Rewrite the items below as a two-column CSV with the headers item and answer, starting at the line that contains "The client has asked us to locate the passenger" and ending at the line that contains "[700,555,751,642]". Give one row per item, putting its text and its answer each in one quoted field, with line breaks changed to spaces.

-------- GIVEN DATA --------

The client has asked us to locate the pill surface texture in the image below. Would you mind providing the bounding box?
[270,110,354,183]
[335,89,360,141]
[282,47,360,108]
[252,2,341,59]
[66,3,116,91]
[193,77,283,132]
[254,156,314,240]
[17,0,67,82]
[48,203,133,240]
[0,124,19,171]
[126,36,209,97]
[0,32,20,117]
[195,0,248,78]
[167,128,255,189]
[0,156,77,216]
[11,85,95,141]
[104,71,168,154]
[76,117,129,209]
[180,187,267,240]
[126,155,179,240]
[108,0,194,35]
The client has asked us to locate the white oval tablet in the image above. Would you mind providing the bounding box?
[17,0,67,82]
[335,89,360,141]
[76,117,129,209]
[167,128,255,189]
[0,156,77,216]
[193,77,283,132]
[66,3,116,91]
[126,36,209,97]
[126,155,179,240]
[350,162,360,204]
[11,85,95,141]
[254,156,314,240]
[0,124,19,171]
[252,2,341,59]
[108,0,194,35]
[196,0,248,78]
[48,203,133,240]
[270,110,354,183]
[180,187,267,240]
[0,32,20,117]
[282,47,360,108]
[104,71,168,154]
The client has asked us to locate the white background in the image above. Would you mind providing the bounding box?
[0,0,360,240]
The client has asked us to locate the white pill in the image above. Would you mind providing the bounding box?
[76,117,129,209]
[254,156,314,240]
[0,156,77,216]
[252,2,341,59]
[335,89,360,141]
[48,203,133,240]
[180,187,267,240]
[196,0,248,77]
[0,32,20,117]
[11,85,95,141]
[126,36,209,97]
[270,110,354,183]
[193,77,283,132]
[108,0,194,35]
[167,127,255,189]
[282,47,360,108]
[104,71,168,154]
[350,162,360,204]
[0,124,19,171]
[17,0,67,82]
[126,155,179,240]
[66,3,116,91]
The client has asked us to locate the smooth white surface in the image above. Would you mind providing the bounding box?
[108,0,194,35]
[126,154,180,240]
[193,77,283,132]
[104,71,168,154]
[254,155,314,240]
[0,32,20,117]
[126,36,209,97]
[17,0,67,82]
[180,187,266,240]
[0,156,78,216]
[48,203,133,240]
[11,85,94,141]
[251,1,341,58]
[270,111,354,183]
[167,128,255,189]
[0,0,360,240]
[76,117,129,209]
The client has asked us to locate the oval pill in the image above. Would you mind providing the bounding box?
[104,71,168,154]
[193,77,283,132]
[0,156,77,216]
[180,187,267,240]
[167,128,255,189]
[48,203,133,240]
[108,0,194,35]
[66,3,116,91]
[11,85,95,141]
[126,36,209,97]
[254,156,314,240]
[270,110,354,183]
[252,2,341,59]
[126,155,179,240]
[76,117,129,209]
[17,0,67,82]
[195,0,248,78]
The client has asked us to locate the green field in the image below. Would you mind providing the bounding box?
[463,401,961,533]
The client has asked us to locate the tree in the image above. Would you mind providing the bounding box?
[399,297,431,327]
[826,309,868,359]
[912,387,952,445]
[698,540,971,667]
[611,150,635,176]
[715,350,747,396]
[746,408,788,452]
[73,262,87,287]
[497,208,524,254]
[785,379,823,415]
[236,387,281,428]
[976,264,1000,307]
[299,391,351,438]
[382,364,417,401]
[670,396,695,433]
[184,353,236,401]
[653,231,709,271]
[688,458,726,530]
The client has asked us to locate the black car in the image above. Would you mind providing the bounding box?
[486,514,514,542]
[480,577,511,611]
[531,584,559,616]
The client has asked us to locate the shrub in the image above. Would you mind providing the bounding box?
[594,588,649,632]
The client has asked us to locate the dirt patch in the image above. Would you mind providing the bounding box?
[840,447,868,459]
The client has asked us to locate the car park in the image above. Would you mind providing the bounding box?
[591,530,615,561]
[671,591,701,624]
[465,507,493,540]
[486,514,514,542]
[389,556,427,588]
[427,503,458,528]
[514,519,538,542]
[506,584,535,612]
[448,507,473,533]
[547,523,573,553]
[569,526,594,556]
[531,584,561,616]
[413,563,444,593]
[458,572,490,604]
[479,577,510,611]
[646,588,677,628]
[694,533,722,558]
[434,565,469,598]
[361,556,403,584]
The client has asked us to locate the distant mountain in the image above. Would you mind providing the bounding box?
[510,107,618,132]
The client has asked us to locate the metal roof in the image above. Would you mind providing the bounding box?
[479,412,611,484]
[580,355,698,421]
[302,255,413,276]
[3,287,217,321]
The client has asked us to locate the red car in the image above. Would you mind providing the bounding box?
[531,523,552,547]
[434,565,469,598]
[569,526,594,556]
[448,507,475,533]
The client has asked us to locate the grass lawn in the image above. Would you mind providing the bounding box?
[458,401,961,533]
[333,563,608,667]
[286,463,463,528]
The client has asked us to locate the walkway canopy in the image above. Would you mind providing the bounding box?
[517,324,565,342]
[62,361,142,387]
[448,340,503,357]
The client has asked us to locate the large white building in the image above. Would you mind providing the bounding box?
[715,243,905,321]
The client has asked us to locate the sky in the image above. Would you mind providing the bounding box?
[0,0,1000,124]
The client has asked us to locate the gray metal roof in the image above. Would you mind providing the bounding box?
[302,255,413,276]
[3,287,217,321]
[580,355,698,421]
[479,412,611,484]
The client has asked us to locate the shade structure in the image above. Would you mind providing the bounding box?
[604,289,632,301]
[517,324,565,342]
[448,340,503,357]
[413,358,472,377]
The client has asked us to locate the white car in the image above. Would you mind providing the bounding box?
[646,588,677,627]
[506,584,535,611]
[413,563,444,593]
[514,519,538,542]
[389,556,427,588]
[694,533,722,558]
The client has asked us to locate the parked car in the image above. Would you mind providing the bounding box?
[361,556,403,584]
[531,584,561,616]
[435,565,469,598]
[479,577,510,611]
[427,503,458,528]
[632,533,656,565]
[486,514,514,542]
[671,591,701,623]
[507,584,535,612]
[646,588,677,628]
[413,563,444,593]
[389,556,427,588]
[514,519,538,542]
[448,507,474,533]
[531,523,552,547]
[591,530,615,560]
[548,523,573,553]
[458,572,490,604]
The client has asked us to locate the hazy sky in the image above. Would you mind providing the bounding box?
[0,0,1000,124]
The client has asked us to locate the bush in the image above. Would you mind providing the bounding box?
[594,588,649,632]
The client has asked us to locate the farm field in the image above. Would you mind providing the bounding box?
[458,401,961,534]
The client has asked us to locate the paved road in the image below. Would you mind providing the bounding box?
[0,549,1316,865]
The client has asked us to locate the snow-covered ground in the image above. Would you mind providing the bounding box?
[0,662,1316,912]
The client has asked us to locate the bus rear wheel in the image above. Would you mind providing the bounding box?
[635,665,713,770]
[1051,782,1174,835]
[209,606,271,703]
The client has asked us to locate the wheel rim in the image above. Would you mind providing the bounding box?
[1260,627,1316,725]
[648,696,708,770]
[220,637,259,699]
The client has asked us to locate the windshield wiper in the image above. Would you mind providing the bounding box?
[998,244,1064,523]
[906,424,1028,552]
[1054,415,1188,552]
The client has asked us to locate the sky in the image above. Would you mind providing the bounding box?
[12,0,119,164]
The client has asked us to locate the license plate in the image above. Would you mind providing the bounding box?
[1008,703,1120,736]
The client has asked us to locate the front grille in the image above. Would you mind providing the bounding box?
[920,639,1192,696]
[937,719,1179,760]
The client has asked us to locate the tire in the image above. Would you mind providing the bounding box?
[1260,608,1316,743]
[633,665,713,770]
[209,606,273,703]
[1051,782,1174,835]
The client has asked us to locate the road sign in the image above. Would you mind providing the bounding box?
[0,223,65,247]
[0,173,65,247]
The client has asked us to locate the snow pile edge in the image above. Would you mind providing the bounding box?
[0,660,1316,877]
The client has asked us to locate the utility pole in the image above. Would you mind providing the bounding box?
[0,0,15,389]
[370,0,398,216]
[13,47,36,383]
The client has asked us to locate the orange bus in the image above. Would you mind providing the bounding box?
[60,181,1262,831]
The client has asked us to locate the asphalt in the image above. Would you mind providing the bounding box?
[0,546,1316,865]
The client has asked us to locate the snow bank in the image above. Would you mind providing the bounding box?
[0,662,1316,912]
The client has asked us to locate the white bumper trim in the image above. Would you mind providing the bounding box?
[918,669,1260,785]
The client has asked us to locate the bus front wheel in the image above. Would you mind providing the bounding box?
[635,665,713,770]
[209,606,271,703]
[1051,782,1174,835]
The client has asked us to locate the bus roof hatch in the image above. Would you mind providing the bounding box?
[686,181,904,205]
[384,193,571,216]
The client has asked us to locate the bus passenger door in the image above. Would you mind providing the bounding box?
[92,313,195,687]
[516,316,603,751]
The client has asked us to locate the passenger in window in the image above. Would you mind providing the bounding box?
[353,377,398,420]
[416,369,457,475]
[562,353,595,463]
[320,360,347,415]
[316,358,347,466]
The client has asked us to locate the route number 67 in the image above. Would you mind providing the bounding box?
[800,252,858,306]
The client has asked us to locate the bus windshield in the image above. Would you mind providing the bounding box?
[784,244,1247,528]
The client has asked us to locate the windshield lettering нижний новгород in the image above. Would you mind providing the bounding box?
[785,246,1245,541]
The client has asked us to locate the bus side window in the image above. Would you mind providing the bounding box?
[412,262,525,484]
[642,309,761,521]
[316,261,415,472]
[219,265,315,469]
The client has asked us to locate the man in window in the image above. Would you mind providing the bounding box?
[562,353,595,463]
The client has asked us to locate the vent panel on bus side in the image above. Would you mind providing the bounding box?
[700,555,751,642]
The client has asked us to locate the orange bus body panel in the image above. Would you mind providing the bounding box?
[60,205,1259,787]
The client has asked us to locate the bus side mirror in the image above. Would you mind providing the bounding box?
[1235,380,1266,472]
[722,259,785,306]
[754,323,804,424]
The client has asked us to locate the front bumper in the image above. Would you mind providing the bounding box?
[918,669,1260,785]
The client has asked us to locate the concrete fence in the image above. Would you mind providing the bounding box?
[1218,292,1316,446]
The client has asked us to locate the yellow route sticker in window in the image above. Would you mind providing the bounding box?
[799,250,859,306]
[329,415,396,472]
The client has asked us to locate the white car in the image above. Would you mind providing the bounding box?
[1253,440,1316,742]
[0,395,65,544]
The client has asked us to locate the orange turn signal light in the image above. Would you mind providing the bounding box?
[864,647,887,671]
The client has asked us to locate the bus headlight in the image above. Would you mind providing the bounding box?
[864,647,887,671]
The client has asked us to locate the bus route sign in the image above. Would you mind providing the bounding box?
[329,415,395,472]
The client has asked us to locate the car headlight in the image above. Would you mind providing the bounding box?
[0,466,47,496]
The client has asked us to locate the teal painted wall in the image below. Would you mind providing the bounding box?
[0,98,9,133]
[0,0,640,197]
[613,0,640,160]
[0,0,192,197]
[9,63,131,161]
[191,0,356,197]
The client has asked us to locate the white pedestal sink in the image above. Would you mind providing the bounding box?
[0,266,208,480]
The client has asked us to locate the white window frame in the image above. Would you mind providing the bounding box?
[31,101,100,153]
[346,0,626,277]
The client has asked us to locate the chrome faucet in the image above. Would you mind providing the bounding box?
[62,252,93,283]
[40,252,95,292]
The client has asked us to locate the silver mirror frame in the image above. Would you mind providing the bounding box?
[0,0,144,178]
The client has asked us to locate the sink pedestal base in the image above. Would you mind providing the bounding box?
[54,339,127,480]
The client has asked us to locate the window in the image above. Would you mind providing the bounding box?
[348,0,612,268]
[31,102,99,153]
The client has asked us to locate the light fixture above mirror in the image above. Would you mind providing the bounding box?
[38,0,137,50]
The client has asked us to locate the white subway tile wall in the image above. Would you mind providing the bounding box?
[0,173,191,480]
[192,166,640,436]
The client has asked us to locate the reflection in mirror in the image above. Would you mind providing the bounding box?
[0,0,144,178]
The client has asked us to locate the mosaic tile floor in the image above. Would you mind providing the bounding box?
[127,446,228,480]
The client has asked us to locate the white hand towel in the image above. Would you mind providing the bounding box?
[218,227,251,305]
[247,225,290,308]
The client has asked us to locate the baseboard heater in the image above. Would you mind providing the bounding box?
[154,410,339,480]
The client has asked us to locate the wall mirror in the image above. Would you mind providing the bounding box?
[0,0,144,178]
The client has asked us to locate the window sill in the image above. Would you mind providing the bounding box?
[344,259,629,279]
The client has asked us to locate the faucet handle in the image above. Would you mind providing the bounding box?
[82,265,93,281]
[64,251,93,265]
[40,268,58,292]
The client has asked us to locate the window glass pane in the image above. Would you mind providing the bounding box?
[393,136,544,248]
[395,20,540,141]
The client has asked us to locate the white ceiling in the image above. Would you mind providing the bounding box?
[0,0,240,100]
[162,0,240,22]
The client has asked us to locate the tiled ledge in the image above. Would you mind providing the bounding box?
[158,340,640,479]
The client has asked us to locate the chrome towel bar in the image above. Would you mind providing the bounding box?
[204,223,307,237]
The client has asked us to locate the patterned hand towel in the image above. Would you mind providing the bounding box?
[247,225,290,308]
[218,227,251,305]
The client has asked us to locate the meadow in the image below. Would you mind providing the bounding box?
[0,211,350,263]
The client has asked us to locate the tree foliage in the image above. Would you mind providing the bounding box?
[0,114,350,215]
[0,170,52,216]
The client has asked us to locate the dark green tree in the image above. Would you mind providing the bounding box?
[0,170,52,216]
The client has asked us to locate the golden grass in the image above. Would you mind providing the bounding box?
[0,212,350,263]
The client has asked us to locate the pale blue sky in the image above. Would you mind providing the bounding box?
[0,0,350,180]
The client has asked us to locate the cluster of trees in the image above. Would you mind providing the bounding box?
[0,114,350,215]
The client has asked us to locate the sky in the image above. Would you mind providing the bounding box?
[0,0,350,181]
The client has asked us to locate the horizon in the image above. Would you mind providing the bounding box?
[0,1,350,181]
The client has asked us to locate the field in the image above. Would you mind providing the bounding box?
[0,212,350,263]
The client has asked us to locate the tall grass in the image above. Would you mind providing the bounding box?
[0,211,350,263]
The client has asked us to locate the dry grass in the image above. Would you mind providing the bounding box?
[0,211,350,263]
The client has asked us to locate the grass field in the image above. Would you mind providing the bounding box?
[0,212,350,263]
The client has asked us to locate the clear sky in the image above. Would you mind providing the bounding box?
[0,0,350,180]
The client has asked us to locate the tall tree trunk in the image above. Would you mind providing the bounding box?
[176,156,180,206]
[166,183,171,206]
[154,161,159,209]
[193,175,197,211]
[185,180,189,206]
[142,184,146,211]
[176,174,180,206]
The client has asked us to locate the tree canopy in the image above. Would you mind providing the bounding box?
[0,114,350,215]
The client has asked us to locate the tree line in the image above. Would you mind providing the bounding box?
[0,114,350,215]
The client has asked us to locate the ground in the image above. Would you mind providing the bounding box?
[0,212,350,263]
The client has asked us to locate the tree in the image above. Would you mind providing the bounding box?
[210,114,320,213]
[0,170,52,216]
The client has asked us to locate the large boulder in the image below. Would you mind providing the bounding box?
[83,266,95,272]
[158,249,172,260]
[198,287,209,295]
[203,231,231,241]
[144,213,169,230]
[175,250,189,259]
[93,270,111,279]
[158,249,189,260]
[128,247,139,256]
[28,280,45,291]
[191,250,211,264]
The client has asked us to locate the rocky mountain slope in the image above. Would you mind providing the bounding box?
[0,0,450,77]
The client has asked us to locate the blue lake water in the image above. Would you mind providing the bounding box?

--------

OUTPUT OF THE TASK:
item,answer
"The client has asked us to locate the passenger in window in the image above. Would you mind providing the bounding box?","[353,377,398,420] [416,369,457,475] [562,353,595,463] [320,360,347,415] [316,358,347,466]"
"The client has asked us to locate the route number 67 in the image above. Would you mind providing the bounding box?","[800,252,858,306]"
"The client has asked us to locate the bus windshield in the image above. Would you mind providing the bounding box?","[784,244,1247,528]"
"The client has asked us to locate the windshield lettering нижний новгород in the image above. Would you mind providing the bounding box?","[785,246,1245,541]"
"The client has asked us to locate the bus side window in the image above. Would you mind providing the bounding box?","[412,262,525,484] [642,309,761,521] [316,261,415,472] [219,265,315,469]"
"The client has asked us to locate the man in window in the image above. Would you mind providing the bounding box?","[562,353,595,463]"
"The client has asked us to locate the vent panel on bus side in the image above. Would you mind providing the bounding box?","[700,555,751,642]"